== EXTRAIT FOURNI ==

%%

Lu pour vous - 25.03.2011

Goulag et Démocratie

« Je suis un historien, je ne suis pas  un passeur de pommade ». Le  grand penseur et historien tunisien, Mohamed Talbi a tenu, d’emblée, à nous avertir : il ne faut pas compter  sur lui pour faire dans la nuance,  ni pour user de circonlocutions s’agissant d’un régime « qui a fait de la Tunisie un  goulag ». Son réquisitoire contre Ben Ali et le Changement « maudit» sera d’autant plus implacable qu’il sera solidement argumenté. L’ouvrage, achevé en septembre 2007, à mi-chemin entre l’autobiographie et le livre d’histoire,  intitulé « Goulag et Démocratie » sera refusé par toutes  les grandes maisons d’édition étrangères comme le Seuil, Albin Michel, Fayard, Plon, ce qui en dit long sur la conspiration du silence dont a bénéficié Ben Ali pendant 23 ans. De guerre lasse, M. Talbi le lancera sur internet sous le titre… « Le rap dans la musique moderne » avant d’être effacé par qui vous imaginez. L’auteur dut attendre le départ de Ben Ali pour le publier en février « à compte d’auteur », précise t-il. Il a tenu  à ce que le livre conserve son caractère de document historique, « je l’ai écrit pour l’histoire », note t-il.

Comme tous les Tunisiens, Mohamed Talbi a vécu le 7 Novembre comme une délivrance. Comme la plupart des Tunisiens, il finira par déchanter au bout de quelques mois. Dès lors, il entrera en dissidence et n’aura de cesse de dénoncer les pratiques du régime.  « Ben Ali, écrit-il avait promis la démocratie. Il aggrava la dictature et fit da Tunisie un goulag, un pays où il est plus facile d’introduire de la drogue qu’un livre qui fait penser ».  Il décoche quelques flèches à Bourguiba qui «fit incontestablement la Tunisie moderne, mais ne fit pas la démocratie ». Plus grave encore, »il fut « le premier artisan de la plus néfaste des dictatures ». Il s’attarde sur ce que la Boétie appelait « la servitude volontaire » des Tunisiens, « la trahison des clercs », « l’asphyxie de l’esprit ». Il appelle de ses vœux « le réveil des Tunisiens de leur catalepsie »  et les incite à réagir en « citoyens responsables »,  tout en invitant les jeunes à ne pas céder « aux tentations de la violence, car la violence fait toujours le lit d’une nouvelle dictature ».

%%

== SÉRIE D'EXERCICES ==
1. Dans la note de lecture sur « Goulag et Démocratie », sous quel titre Mohamed Talbi a-t-il diffusé son livre sur internet ?
2. Poursuivez la note de lecture sur « Goulag et Démocratie » à partir de sa dernière phrase.

== DONNÉES PRÉSENTÉES ==
%%

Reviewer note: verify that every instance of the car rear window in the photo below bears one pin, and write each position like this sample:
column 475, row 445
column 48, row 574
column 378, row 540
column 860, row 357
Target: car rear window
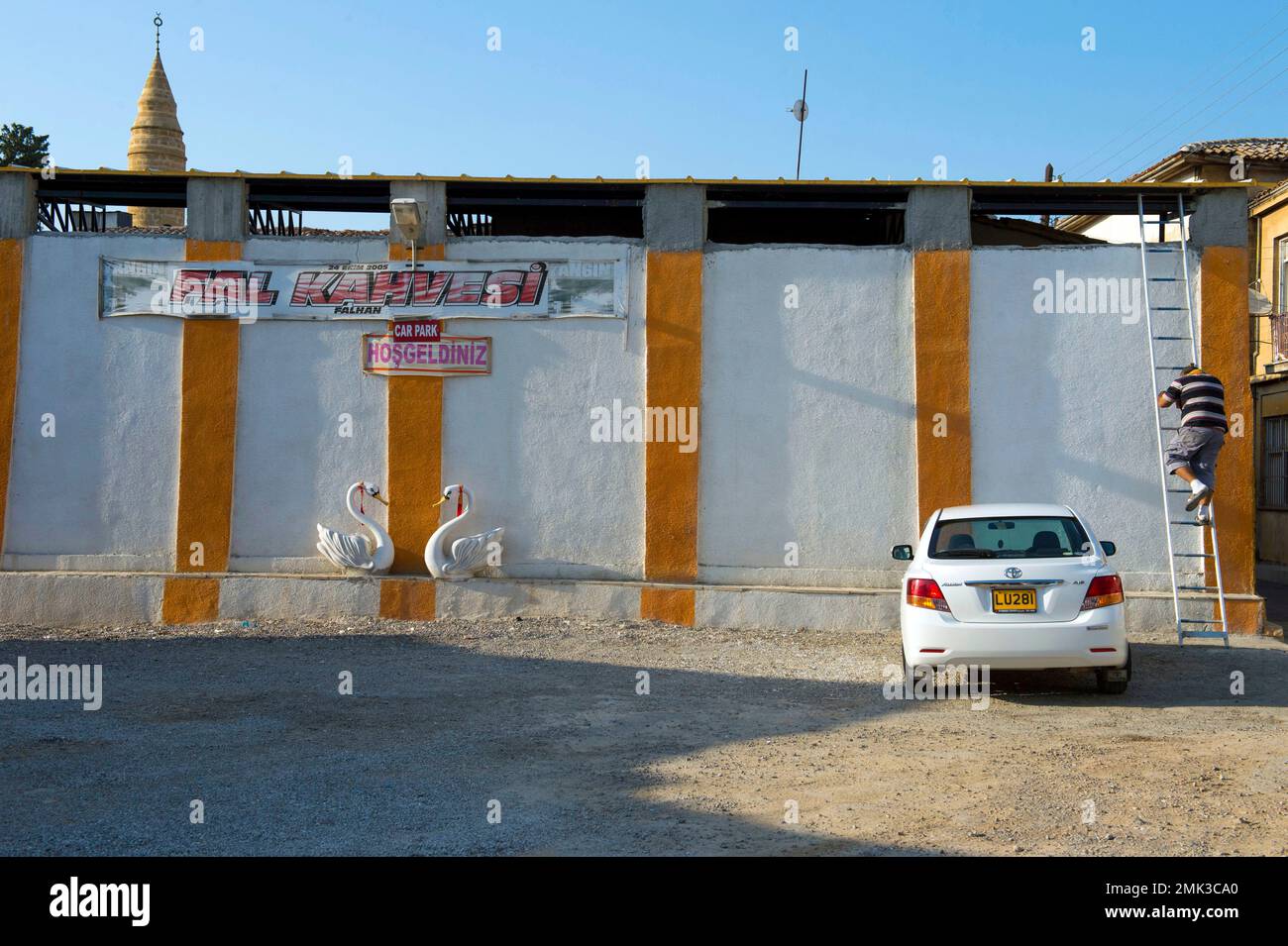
column 1013, row 537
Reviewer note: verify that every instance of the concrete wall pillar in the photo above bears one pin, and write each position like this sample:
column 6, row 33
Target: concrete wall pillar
column 432, row 198
column 17, row 205
column 675, row 228
column 207, row 413
column 17, row 222
column 675, row 218
column 938, row 218
column 936, row 228
column 217, row 209
column 413, row 433
column 1219, row 231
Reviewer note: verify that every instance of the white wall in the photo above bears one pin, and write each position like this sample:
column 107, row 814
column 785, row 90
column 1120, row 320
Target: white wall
column 1060, row 403
column 295, row 379
column 519, row 439
column 806, row 416
column 101, row 493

%%

== CORRIGÉ DES EXERCICES ==
1. Sous le titre « Le rap dans la musique moderne ».

2.
La première cyber-révolution  de l’Histoire

Souvenons-nous, en septembre 2007, lorsque le livre est sorti sur internet, le pays s’apprêtait  à célébrer en grande pompe le XXe anniversaire du 7 novembre.  Ben Ali régnait en maître absolu sur un pays où l’opposition était réduite  à un rôle décoratif, la Ligue des Droits de l’Homme,  complètement muselée, les rares opposants, objet de tous les harcèlements et tracasseries possibles et imaginables (filatures, poursuites judiciaires, tortures psychologiques et physiques) dans l’indifférence quasi générale. Désabusé, Talbi commente : « aujourd’hui, mon pays est sans valeurs morales. Il est un désert d’indifférence et d’égoïsme. Sauf miracle en Tunisie, la liberté, ce n’est pas demain la veille ». Il persiste et signe quelques pages plus loin : « sauf intervention d’un facteur impondérable, la Tunisie n’a aucune chance d’accéder à brève échéance à la démocratie » avant de se rattraper : « Il faut attendre que la  génération émasculée par Bourguiba et Ben Ali, son fils en politique disparaisse dans la honte  et qu’une autre génération, celle de notre jeunesse, échappant à l’humiliation et l’asservissement la remplace (…)  La démocratie, c’est notre jeunesse qui la fera ». Enfin, il s'en prend à ceux qui invoquent une spécificité tunisienne pour justifier les scores soviétiques aux élections et les atteintes aux droits de l'homme.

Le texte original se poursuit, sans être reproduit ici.